● **WHAT YOU HAVE TO DO**: Copy the following records verbatim, reproducing every line without changes.

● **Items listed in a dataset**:
--------------------------------
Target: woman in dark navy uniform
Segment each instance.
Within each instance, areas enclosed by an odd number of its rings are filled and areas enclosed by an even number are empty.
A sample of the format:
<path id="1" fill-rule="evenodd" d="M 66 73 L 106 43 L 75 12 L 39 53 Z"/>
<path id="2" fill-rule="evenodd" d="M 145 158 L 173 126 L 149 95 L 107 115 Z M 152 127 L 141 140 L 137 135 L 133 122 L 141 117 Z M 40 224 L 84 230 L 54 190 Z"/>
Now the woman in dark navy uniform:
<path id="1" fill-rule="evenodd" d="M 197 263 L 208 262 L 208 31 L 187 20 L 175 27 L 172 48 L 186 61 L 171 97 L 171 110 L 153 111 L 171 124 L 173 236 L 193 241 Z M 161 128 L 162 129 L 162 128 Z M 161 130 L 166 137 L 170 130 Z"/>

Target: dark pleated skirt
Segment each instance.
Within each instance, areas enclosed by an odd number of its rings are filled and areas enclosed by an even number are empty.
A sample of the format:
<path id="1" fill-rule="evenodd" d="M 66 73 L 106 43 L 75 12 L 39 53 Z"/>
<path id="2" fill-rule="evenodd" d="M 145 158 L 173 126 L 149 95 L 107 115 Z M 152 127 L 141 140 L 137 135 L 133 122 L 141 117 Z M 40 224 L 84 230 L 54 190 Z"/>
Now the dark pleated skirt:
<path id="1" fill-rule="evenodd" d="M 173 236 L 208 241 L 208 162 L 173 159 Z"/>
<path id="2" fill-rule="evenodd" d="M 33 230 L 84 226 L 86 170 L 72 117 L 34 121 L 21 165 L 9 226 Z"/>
--------------------------------
● **SOLUTION TO THIS EXERCISE**:
Target: woman in dark navy uniform
Segment each instance.
Within each instance, areas enclosed by an odd number of its rings are filled and areas enclosed by an even number are empty.
A sample of the format:
<path id="1" fill-rule="evenodd" d="M 66 73 L 106 43 L 75 12 L 39 53 Z"/>
<path id="2" fill-rule="evenodd" d="M 145 158 L 173 126 L 149 95 L 107 115 Z M 152 127 L 141 140 L 137 135 L 133 122 L 141 117 Z M 40 224 L 84 230 L 54 190 Z"/>
Now the woman in dark navy uniform:
<path id="1" fill-rule="evenodd" d="M 197 263 L 208 262 L 208 31 L 187 20 L 175 27 L 172 48 L 186 61 L 171 97 L 171 110 L 153 111 L 171 124 L 173 236 L 193 241 Z M 161 128 L 162 129 L 162 128 Z M 161 130 L 166 137 L 170 130 Z"/>

Target: dark pleated skirt
Segment each instance.
Within each instance, areas enclosed by an odd number of its rings are filled and areas enclosed by an even number are empty.
A sample of the format:
<path id="1" fill-rule="evenodd" d="M 66 73 L 106 43 L 75 12 L 39 53 Z"/>
<path id="2" fill-rule="evenodd" d="M 145 158 L 173 126 L 149 95 L 107 115 Z M 152 127 L 141 140 L 137 135 L 133 122 L 141 117 Z M 40 224 L 84 230 L 54 190 Z"/>
Now the dark pleated skirt:
<path id="1" fill-rule="evenodd" d="M 173 236 L 208 241 L 208 162 L 173 159 Z"/>
<path id="2" fill-rule="evenodd" d="M 33 230 L 84 226 L 86 170 L 72 117 L 34 121 L 21 165 L 9 226 Z"/>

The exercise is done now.